It all adds up to a terribly depressing and stressful time as we are being lured into a distraction robbery by a bunch of people I would gladly introduce to some of the unregulated dark and satanic mills I’ve had the misfortune to work in. BUT – it is what it is, and we may yet escape from the gimlet eyed brexit evangelicals.  Tomorrow will tell.

So today was supposed to be a bit of R & R after a very busy week and my first thought was to do some drawing, but that idea soon wilted like a warm lettuce as he “what’s the point” feeling swept over me.  There were jobs lining up on the list so in the end we went to the garden centre and bought the first seeds for the 2020 season, and ordered some more on the internet.  Preparing for the spring does, at least, inject a bit of joy into the procedings and thereafter I tied myself to the cooker and cooked as if my life depended on it. I quite enjoy batch cooking and so I did 6Kg of ragu to be portioned up for the freezer, I roasted a chicken, flaked the meat off and made stock, I made tomato soup with yet another batch of fruit, drank copious expressos and forgot that we have virtually no freezer space – that’s the problem with displacement activity, it always seems to displace the most important bit of the brain.

One aspect of the difficulty with getting on with drawing is the fact that we’ve just been to an exhibition of the Bath Society of Botanical Artists. In fact we’ve been twice and I’ll probably find an excuse to go again.  My teacher has a piece in, and she’s also recently published a book which I bought. She (Julia Trickey – “Botanical Artistry”, Two Rivers Press) is inspiring and daunting, and she’s a great teacher.  When I look at my work after having seen some of the work on display, I know I’ve got a million miles to go.  My last big project ended in hundreds of preparatory drawings and photos but collapsed in the face of the challenge.  Being the kind of person I am, (I hate failing), one of the purchases in the garden centre was a single hyacinth bulb which, when it flowers, will enable me to complete the project and move on. You can’t wait for inspiration to call, it has to be willpower plus technique, I’m not Michelangelo!

Available data:
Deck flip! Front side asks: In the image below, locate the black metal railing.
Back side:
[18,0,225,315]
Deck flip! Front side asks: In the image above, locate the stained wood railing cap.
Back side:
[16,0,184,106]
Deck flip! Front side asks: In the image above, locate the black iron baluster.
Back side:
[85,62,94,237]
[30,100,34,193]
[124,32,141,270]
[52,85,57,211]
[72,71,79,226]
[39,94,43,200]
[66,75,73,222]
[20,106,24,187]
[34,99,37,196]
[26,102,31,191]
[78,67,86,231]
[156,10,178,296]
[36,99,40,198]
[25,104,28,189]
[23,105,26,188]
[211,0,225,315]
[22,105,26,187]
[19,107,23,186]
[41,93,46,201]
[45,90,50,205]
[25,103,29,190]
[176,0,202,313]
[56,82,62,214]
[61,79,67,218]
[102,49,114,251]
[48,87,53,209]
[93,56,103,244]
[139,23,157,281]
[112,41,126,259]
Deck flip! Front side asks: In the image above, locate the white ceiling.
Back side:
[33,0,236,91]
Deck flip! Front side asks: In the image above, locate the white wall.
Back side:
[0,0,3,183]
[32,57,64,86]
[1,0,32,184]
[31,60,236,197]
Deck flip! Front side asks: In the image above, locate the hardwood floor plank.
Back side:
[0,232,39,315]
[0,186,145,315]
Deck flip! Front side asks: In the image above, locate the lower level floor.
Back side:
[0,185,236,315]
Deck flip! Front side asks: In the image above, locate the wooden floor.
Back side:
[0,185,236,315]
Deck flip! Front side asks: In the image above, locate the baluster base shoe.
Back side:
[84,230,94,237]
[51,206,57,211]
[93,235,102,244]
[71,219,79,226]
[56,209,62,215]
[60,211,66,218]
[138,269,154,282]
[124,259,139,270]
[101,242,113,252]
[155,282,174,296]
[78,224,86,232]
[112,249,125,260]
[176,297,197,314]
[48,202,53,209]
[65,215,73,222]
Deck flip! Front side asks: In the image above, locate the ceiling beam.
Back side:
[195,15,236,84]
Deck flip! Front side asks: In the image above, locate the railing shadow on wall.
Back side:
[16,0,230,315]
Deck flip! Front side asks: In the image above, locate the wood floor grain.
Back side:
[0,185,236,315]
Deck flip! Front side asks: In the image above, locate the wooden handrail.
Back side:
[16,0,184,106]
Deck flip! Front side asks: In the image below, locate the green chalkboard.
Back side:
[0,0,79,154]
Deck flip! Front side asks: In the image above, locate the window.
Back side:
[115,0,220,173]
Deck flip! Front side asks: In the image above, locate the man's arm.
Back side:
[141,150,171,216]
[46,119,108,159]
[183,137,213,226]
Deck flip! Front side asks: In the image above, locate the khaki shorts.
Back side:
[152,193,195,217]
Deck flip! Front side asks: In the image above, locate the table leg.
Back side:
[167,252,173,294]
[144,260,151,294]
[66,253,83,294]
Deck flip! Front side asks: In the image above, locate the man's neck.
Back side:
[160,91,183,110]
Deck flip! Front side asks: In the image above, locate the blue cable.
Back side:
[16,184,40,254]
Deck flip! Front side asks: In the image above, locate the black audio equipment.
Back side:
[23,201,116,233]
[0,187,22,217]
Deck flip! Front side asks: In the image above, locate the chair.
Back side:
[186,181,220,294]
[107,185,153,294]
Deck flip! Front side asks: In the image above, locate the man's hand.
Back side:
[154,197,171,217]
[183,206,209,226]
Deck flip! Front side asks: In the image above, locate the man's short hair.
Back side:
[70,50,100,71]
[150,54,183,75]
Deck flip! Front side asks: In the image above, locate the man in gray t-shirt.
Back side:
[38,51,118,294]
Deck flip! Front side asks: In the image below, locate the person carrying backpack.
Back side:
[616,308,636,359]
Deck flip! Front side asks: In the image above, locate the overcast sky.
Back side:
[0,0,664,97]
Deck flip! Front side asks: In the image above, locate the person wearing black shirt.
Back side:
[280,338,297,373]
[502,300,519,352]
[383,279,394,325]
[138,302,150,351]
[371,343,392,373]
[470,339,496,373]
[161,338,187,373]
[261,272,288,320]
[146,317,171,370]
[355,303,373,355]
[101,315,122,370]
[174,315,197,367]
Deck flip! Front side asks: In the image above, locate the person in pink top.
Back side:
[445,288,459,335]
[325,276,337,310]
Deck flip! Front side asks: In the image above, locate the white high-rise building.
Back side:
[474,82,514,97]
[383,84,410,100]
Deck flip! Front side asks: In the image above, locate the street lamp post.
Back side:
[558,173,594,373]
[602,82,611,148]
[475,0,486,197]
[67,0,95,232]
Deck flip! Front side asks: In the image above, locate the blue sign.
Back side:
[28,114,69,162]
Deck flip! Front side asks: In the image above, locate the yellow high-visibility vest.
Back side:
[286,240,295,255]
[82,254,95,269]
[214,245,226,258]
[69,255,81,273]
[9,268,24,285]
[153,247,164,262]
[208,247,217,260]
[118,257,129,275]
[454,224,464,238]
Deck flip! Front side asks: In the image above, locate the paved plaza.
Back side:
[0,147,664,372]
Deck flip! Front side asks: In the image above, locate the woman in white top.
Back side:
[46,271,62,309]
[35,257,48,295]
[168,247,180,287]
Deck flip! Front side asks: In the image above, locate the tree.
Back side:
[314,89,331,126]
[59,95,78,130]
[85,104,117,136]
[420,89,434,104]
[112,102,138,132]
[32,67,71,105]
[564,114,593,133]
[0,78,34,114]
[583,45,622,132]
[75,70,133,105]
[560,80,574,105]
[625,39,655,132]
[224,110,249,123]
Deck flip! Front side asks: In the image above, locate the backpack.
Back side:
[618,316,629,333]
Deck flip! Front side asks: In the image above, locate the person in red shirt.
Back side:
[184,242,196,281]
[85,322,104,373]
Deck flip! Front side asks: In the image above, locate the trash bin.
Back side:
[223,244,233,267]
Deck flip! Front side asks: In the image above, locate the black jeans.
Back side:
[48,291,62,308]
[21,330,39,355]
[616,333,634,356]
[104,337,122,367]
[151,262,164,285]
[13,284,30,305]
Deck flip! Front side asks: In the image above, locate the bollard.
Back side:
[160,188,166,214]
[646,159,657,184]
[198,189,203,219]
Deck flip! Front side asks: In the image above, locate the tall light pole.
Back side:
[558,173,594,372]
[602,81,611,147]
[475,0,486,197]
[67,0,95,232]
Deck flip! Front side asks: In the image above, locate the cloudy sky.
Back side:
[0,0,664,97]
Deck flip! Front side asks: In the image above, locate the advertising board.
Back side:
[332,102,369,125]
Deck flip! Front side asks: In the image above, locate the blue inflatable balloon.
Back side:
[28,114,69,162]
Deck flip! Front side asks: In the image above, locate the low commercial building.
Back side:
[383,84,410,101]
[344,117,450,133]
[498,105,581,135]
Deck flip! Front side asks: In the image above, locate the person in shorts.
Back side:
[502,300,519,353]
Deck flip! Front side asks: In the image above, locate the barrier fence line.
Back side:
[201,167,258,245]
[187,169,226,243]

Set of tasks:
A. In the blog entry, what bulb did the writer buy so that the abandoned drawing project could be finished?
B. Retype the records starting at the line that contains "the trash bin." and ending at the line that contains "[198,189,203,219]", with both of those lines included.

Outputs in order:
A. A single hyacinth bulb.

B.
Deck flip! Front side asks: In the image above, locate the trash bin.
Back side:
[223,244,233,267]
Deck flip! Front side asks: In the image above, locate the black jeans.
Back side:
[48,291,62,308]
[21,330,39,355]
[616,333,634,356]
[104,337,122,367]
[151,262,164,285]
[13,284,30,305]
Deck flip! Front side asks: In the image above, locate the bollard.
Back side:
[160,188,166,214]
[646,159,657,184]
[198,189,203,219]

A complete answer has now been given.